WORK REQUIRED
Print out the entries below with no edits.

(INFORMATION PROVIDED)

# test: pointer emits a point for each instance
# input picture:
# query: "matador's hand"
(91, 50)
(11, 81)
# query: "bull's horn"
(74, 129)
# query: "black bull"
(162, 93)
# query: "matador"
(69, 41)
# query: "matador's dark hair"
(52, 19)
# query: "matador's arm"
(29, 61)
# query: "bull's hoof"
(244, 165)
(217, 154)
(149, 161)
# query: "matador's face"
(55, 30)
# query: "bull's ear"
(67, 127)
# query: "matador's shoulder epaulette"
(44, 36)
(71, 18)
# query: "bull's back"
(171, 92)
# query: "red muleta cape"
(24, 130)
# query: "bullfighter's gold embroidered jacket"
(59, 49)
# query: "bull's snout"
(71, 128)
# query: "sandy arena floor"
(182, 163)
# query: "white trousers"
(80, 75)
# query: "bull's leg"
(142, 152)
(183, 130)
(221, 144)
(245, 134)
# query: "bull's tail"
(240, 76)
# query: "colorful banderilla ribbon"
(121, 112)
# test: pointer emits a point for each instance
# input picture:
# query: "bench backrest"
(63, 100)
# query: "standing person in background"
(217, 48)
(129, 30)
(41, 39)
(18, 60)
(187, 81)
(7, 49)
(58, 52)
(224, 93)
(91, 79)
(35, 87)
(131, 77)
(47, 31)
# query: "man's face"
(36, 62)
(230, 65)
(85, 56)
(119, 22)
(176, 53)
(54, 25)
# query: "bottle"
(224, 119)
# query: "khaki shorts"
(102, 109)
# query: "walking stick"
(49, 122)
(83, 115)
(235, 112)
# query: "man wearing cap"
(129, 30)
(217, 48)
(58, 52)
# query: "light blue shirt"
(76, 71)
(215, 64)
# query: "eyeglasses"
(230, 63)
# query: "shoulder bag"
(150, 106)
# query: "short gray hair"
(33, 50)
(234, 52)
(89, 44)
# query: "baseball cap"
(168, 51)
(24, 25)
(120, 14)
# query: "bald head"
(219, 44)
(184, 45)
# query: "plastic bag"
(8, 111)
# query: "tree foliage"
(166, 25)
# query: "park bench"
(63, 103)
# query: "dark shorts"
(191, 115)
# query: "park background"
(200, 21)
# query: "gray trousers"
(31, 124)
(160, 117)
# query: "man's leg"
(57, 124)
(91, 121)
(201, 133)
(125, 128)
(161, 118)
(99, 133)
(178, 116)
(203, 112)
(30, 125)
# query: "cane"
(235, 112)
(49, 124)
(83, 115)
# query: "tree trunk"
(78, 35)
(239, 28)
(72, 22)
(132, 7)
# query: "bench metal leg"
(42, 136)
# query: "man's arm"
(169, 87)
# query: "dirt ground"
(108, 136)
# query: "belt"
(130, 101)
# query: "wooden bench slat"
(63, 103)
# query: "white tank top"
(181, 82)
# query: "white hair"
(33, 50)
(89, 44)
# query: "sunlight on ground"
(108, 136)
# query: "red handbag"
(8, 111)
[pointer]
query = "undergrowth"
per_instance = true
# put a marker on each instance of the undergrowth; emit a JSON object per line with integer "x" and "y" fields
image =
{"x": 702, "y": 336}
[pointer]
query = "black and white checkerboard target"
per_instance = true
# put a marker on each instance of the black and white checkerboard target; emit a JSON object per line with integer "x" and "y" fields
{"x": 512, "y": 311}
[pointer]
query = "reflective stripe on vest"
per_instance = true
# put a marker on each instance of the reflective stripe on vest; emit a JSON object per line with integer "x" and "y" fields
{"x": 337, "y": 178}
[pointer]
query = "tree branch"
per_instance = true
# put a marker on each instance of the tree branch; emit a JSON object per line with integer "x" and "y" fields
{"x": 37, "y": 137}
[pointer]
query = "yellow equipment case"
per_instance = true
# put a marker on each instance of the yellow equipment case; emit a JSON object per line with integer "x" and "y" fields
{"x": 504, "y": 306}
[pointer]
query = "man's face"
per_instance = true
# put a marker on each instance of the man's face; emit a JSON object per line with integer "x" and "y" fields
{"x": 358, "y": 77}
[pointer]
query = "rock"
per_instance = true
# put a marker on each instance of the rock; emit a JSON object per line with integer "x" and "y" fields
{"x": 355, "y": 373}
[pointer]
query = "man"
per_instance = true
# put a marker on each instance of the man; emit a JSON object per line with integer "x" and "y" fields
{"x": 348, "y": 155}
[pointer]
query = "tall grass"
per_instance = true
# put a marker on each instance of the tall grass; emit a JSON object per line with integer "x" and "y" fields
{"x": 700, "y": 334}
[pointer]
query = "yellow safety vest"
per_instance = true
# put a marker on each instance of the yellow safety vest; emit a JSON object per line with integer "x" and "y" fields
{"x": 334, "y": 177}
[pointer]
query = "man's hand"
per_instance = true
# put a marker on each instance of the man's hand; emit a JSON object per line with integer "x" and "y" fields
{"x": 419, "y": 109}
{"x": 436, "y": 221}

(End INFORMATION PROVIDED)

ANSWER FOR THE TASK
# test: pointer emits a point for each instance
# input picture:
# query: "matador's hand"
(91, 50)
(11, 81)
# query: "bull's horn"
(74, 129)
# query: "black bull"
(162, 93)
# query: "matador"
(69, 41)
# query: "matador's dark hair"
(52, 19)
# query: "matador's arm"
(29, 61)
# query: "bull's hoof"
(244, 165)
(217, 154)
(149, 161)
# query: "matador's face"
(55, 30)
# query: "bull's ear"
(67, 127)
# query: "matador's shoulder epaulette"
(44, 36)
(71, 18)
# query: "bull's back"
(171, 92)
# query: "red muleta cape"
(24, 130)
# query: "bullfighter's gold embroidered jacket"
(59, 49)
# query: "bull's snout"
(71, 128)
# query: "sandy arena floor"
(182, 163)
# query: "white trousers"
(80, 75)
# query: "bull's leg"
(142, 152)
(183, 130)
(221, 144)
(245, 134)
# query: "bull's tail"
(240, 76)
# query: "colorful banderilla ribbon"
(121, 112)
# test: pointer emits a point for each instance
# input picture:
# query: "bench backrest"
(63, 100)
# query: "standing person in background"
(217, 48)
(129, 30)
(41, 39)
(18, 60)
(187, 81)
(7, 49)
(58, 52)
(224, 93)
(91, 79)
(35, 87)
(131, 77)
(47, 31)
# query: "man's face"
(36, 62)
(230, 65)
(85, 56)
(119, 22)
(176, 53)
(54, 25)
# query: "bottle"
(224, 119)
# query: "khaki shorts"
(102, 109)
# query: "walking stick"
(49, 122)
(83, 115)
(235, 112)
# query: "man wearing cap"
(129, 30)
(217, 48)
(58, 52)
# query: "light blue shirt"
(76, 71)
(215, 64)
# query: "eyeglasses"
(230, 63)
# query: "shoulder bag"
(150, 106)
# query: "short gray hair"
(33, 50)
(234, 52)
(89, 44)
# query: "baseball cap"
(168, 51)
(24, 25)
(120, 14)
# query: "bald head"
(219, 44)
(184, 45)
# query: "plastic bag"
(8, 111)
# query: "tree foliage"
(166, 25)
# query: "park bench"
(63, 103)
# query: "dark shorts"
(191, 115)
# query: "park background"
(200, 21)
# query: "gray trousers"
(31, 124)
(160, 117)
# query: "man's leg"
(57, 124)
(91, 121)
(201, 133)
(125, 128)
(161, 118)
(99, 133)
(178, 116)
(203, 112)
(30, 125)
# query: "cane"
(235, 112)
(49, 124)
(83, 115)
# query: "tree trunk"
(78, 35)
(239, 28)
(72, 22)
(132, 7)
# query: "bench metal leg"
(42, 136)
# query: "man's arm"
(169, 87)
# query: "dirt ground"
(108, 136)
# query: "belt"
(130, 101)
# query: "wooden bench slat"
(63, 103)
# query: "white tank top"
(181, 82)
# query: "white hair"
(33, 50)
(89, 44)
# query: "sunlight on ground"
(108, 136)
# query: "red handbag"
(8, 111)
[pointer]
query = "undergrowth"
per_instance = true
# put a marker on each instance of the undergrowth; emit a JSON object per line with integer "x" and "y" fields
image =
{"x": 702, "y": 336}
[pointer]
query = "black and white checkerboard target"
per_instance = true
# put a marker on each instance of the black and white checkerboard target; emit a JSON object per line with integer "x" and "y" fields
{"x": 512, "y": 311}
[pointer]
query = "reflective stripe on vest"
per_instance = true
# put a marker on each instance of the reflective stripe on vest; emit a JSON object per line with integer "x" and "y" fields
{"x": 337, "y": 178}
[pointer]
query = "tree branch"
per_instance = true
# put a marker on each instance of the tree branch; emit a JSON object per line with integer "x" and "y" fields
{"x": 37, "y": 137}
[pointer]
query = "yellow equipment case"
per_instance = true
# put a marker on each instance of the yellow equipment case; emit a JSON object per line with integer "x" and "y" fields
{"x": 504, "y": 306}
[pointer]
query = "man's face"
per_instance = true
# put a marker on each instance of the man's face; emit a JSON object per line with integer "x" and "y" fields
{"x": 358, "y": 77}
[pointer]
query = "rock"
per_instance = true
# put a marker on each instance of the rock; emit a JSON object per line with integer "x" and "y" fields
{"x": 355, "y": 373}
[pointer]
query = "man"
per_instance = true
# put a marker on each instance of the man; emit a JSON object per line with integer "x" and "y" fields
{"x": 348, "y": 155}
[pointer]
query = "tall grass"
per_instance = true
# put a marker on each instance of the tall grass; emit a JSON object per line with integer "x" and "y" fields
{"x": 700, "y": 334}
[pointer]
query = "yellow safety vest"
per_instance = true
# put a marker on each instance of the yellow safety vest; emit a JSON object per line with integer "x" and "y" fields
{"x": 334, "y": 177}
[pointer]
query = "man's hand"
per_instance = true
# put a marker on each instance of the man's hand; emit a JSON object per line with integer "x" and "y" fields
{"x": 419, "y": 109}
{"x": 436, "y": 221}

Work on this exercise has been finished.